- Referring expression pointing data
━━━━━━━━━━━━━━━━━━━━
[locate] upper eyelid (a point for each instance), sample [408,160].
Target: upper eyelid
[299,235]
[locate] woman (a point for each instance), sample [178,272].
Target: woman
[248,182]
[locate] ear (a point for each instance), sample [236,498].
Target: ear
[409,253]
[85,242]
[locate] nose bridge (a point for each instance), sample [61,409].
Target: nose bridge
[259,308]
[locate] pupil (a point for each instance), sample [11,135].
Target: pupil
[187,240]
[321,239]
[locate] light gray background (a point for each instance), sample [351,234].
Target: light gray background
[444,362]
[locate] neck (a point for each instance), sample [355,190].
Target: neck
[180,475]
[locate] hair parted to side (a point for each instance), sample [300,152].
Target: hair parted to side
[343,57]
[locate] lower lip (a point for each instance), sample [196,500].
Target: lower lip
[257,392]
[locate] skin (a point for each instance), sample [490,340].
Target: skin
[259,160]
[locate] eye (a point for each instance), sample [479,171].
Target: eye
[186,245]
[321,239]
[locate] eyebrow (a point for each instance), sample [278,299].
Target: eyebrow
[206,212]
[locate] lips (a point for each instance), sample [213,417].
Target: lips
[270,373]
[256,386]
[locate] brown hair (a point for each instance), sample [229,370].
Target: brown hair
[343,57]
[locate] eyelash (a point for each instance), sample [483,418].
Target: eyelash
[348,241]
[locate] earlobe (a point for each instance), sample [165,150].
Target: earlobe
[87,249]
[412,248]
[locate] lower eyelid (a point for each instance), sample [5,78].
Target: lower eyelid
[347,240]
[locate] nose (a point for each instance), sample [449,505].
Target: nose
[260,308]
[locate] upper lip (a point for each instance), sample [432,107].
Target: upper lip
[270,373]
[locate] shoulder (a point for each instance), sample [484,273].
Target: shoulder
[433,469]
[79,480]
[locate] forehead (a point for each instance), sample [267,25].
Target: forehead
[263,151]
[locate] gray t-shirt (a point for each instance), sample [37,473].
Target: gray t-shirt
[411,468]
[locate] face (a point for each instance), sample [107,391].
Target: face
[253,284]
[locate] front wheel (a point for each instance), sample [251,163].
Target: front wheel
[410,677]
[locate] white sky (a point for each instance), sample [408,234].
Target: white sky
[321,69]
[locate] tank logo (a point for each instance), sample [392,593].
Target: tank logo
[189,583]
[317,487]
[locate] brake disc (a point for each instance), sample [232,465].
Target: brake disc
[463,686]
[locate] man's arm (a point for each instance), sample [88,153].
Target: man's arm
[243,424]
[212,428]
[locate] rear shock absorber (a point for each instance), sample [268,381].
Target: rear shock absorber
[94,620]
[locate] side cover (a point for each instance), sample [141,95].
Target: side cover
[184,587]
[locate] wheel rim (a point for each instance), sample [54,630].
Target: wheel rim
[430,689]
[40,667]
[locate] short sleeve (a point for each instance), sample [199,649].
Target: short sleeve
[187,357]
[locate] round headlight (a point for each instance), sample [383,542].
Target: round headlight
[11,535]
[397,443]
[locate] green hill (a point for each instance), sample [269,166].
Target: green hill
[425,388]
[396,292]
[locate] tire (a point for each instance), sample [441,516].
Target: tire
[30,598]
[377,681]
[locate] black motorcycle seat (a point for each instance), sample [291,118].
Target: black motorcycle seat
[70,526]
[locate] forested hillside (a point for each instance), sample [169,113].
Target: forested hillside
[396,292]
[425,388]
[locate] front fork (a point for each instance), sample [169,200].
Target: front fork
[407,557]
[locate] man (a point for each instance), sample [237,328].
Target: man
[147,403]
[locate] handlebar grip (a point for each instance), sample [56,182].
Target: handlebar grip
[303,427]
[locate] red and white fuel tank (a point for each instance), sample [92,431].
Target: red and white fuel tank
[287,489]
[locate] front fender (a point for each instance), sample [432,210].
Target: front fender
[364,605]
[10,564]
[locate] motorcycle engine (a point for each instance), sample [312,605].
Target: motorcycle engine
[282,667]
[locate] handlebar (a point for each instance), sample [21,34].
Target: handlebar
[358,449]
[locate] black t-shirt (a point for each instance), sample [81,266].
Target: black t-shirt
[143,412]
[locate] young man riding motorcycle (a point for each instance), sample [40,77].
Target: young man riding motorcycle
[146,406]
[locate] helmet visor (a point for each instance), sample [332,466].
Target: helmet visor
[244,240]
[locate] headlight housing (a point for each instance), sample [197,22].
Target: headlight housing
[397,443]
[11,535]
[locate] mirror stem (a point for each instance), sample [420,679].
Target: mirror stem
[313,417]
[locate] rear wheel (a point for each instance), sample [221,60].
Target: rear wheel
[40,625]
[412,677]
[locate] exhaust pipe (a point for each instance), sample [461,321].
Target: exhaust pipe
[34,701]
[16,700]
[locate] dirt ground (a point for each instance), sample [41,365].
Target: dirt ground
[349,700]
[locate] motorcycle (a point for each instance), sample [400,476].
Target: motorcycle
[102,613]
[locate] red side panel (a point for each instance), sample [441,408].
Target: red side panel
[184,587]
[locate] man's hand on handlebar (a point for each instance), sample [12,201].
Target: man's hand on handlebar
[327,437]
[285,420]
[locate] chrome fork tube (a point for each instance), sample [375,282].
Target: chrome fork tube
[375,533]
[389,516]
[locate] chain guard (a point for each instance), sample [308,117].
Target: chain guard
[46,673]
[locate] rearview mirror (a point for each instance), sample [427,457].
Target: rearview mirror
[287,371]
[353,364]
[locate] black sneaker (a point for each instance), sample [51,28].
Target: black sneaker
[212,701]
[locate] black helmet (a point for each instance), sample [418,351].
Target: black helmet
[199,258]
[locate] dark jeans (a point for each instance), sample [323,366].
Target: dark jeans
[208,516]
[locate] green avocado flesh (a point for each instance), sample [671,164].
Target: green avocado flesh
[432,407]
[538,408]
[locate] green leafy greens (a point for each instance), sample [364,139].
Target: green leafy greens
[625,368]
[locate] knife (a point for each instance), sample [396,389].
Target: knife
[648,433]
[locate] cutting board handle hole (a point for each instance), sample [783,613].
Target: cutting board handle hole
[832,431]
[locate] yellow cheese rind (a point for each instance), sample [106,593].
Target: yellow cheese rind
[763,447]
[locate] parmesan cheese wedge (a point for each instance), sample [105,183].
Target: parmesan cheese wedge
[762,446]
━━━━━━━━━━━━━━━━━━━━
- What you should do
Provide an exact reproduction of all the entries shown above.

- Result of this task
[locate] upper eyelid (a point for each instance), sample [408,160].
Target: upper eyelid
[299,235]
[locate] woman (a point for each instance), sample [178,272].
Target: woman
[248,182]
[locate] ear (a point for each instance), sample [236,498].
Target: ear
[409,253]
[85,242]
[locate] nose bridge (a point for each instance), sample [61,409].
Target: nose bridge
[259,308]
[locate] pupil (a point for each instance), sample [11,135].
Target: pupil
[187,240]
[321,239]
[locate] light gray background (a point for each instance), sample [351,234].
Target: light gray background
[444,362]
[locate] neck (a point for each instance), sample [355,190].
Target: neck
[180,475]
[locate] hair parted to side (a point for each instance), sample [300,152].
Target: hair parted to side
[343,57]
[locate] lower lip (a point for each instance), sample [196,500].
Target: lower lip
[257,392]
[locate] skin (a point for each instance), sample [490,340].
Target: skin
[259,160]
[locate] eye (a point for each instance), sample [479,171].
Target: eye
[186,245]
[321,239]
[locate] eyebrow (a point for each instance), sample [278,299].
Target: eyebrow
[206,212]
[locate] lips (a point for each instance), sample [213,417].
Target: lips
[270,373]
[256,386]
[locate] brown hair (a point for each instance), sample [229,370].
Target: brown hair
[343,57]
[locate] eyelash (a point for each instance), sample [483,418].
Target: eyelash
[348,241]
[locate] earlobe (a point for each instance), sample [165,150].
Target: earlobe
[87,249]
[412,248]
[locate] lower eyelid (a point for each instance), sample [5,78].
Target: lower eyelid
[347,240]
[locate] nose (a point for each instance), sample [449,505].
Target: nose
[260,308]
[locate] upper lip (a point for each instance), sample [432,107].
Target: upper lip
[270,373]
[locate] shoulder (a point for each instance), sample [484,273].
Target: shoulder
[433,469]
[79,480]
[locate] forehead (a point for each instance), sample [267,25].
Target: forehead
[263,151]
[locate] gray t-shirt (a point for each instance), sample [37,473].
Target: gray t-shirt
[411,468]
[locate] face (a point for each instance), sample [107,391].
Target: face
[253,284]
[locate] front wheel (a point for each instance), sample [251,163].
Target: front wheel
[410,677]
[locate] white sky (a point for each instance), sample [408,234].
Target: white sky
[321,69]
[locate] tank logo (a point for each instance), sample [392,593].
Target: tank logo
[189,583]
[317,487]
[locate] brake disc (a point for each instance), sample [232,465].
Target: brake disc
[463,686]
[locate] man's arm (a point for each instance), sample [88,153].
Target: man's arm
[243,424]
[212,428]
[locate] rear shock absorber (a point for each instance), sample [268,381].
Target: rear shock absorber
[94,620]
[locate] side cover (a point for each instance), sample [141,95].
Target: side cover
[184,587]
[locate] wheel rim (a point for each instance), sample [54,630].
Target: wheel rim
[430,689]
[40,667]
[locate] short sleeve (a point for each instance), sample [199,649].
Target: short sleeve
[187,357]
[locate] round headlight (a point for each instance), sample [383,542].
Target: round headlight
[11,535]
[397,443]
[locate] green hill (a point for each instance), sample [269,166].
Target: green hill
[425,388]
[396,292]
[locate] tire (a point for each instance), sample [441,516].
Target: tire
[30,598]
[377,681]
[locate] black motorcycle seat (a point for each instance), sample [291,118].
Target: black motorcycle seat
[70,526]
[locate] forested hillside (a point for each instance), sample [169,113].
Target: forested hillside
[396,292]
[425,388]
[locate] front fork (a point for each instance), sample [169,200].
Target: front fork
[407,557]
[locate] man (a point for each instance), sample [237,328].
Target: man
[147,403]
[locate] handlebar grip (a point for each instance), sample [56,182].
Target: handlebar grip
[303,427]
[locate] red and white fuel tank (a point for each instance), sample [92,431].
Target: red and white fuel tank
[287,489]
[locate] front fender (a point for each instance), sample [432,210].
Target: front fender
[364,605]
[10,564]
[locate] motorcycle engine (a point for each instance), sample [312,605].
Target: motorcycle engine
[282,667]
[locate] handlebar (a point for each instance), sample [21,34].
Target: handlebar
[358,449]
[locate] black t-shirt (a point for each instance), sample [81,266].
Target: black t-shirt
[143,412]
[locate] young man riding motorcycle (a point for each instance), sample [40,77].
Target: young man riding motorcycle
[146,406]
[locate] helmet visor (a point for each instance), sample [332,466].
Target: helmet visor
[244,240]
[locate] headlight housing (a point for each instance), sample [197,22].
Target: headlight housing
[397,443]
[11,535]
[locate] mirror stem (a point for each instance), sample [420,679].
Target: mirror stem
[313,417]
[locate] rear wheel (a point for each instance), sample [221,60].
Target: rear wheel
[40,625]
[412,677]
[locate] exhaust pipe (a point for each instance), sample [461,321].
Target: exhaust pipe
[34,701]
[16,700]
[locate] dirt ground (a point for each instance), sample [41,365].
Target: dirt ground
[349,700]
[locate] motorcycle (a point for each instance), sample [400,476].
Target: motorcycle
[102,613]
[locate] red side panel (a point for each instance), sample [441,408].
Target: red side panel
[184,587]
[locate] man's hand on handlebar (a point for each instance), sample [12,201].
Target: man's hand on handlebar
[327,437]
[285,420]
[locate] chrome fork tube (a point for each instance), sample [375,282].
Target: chrome fork tube
[375,533]
[389,516]
[locate] chain guard (a point for each instance), sample [308,117].
Target: chain guard
[46,673]
[locate] rearview mirror (a point for each instance), sample [427,457].
Target: rearview mirror
[287,371]
[353,364]
[locate] black sneaker (a point for each instance), sample [51,28].
Target: black sneaker
[212,701]
[locate] black helmet (a point for each instance), sample [418,351].
Target: black helmet
[199,258]
[locate] dark jeans (a point for each instance), sample [323,366].
Target: dark jeans
[208,516]
[locate] green avocado flesh (a point for each instance), sample [671,164].
Target: green avocado flesh
[432,407]
[538,408]
[locate] green leafy greens (a point for each instance), sample [364,139].
Target: green leafy greens
[625,368]
[locate] knife (a point for each instance), sample [396,389].
Target: knife
[648,433]
[locate] cutting board handle hole (a point for each instance), sample [783,613].
Target: cutting board handle hole
[832,431]
[locate] yellow cheese rind (a point for each instance), sample [106,593].
Target: yellow cheese rind
[763,447]
[locate] parmesan cheese wedge (a point for each instance), sample [105,183].
Target: parmesan cheese wedge
[762,446]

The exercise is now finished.